> _Aim 1_: Name every person mentioned in the Broken Bells concert review below, listing each person only once.

> _Page excerpt_:
○ ○ ○ ○

"I think some of you are too familiar with some of these songs," James Mercer said with a knowing smile, acknowledging the packed room at Los Angeles' Bootleg Theater on Friday night.
Imagine that. In the day when music seems to be teleported straight from the studio mixing console to fans' iPods, fans are singing along to songs before they're even released. Truth be told, however, the crowd for the surprise live debut of Broken Bells - the buzzed-about collaboration between Danger Mouse (aka Brian Burton) and the Shins' Mercer - was so thick with VIPs and friends of the band that cheers of recognition should have come as no surprise.
Performing in front of abstract, astral video projections, the duo, the focal points of a six-piece band, delivered a glistening set of ambient pop capped by Mercer's pristine tenor. In brief flashes, the material off Broken Bells' forthcoming debut (March 9 on Columbia) is reminiscent - emotionally, anyway - of another indie songwriter/beatmaker collaboration, the Postal Service. But what Ben Gibbard and Jimmy Tamborello were to your bedroom, Burton and Mercer are to the heavens.
Broken Bells' broad sonic palette yields an arrestingly cinematic and choral take on guitar balladry, electro-pop, and white soul. Phil Spector with 21st-century toys? Here, Burton's deft production has rendered those ghosts in the machines as voices in Broken Bells' chorus.

○ ○ ○ ○

[Point labeling dataset excerpts]
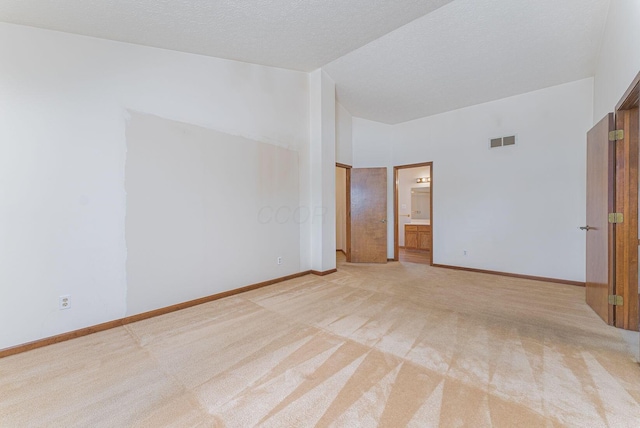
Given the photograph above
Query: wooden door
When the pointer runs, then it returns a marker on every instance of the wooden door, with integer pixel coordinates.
(601, 157)
(369, 215)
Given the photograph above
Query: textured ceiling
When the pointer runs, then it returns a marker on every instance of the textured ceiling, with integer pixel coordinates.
(469, 52)
(392, 60)
(296, 34)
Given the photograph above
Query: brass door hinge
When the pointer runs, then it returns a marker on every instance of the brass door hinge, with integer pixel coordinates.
(616, 218)
(616, 300)
(616, 135)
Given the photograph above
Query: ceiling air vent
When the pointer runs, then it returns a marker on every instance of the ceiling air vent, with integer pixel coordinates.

○ ○ ○ ○

> _Aim 2_: Filter the records above, keeping every line that contains the string "textured". Case counts.

> _Full output 1_:
James Mercer
Brian Burton (Danger Mouse)
Ben Gibbard
Jimmy Tamborello
Phil Spector

> _Full output 2_:
Query: textured ceiling
When the pointer runs, then it returns a marker on every instance of the textured ceiling, with integer pixel coordinates.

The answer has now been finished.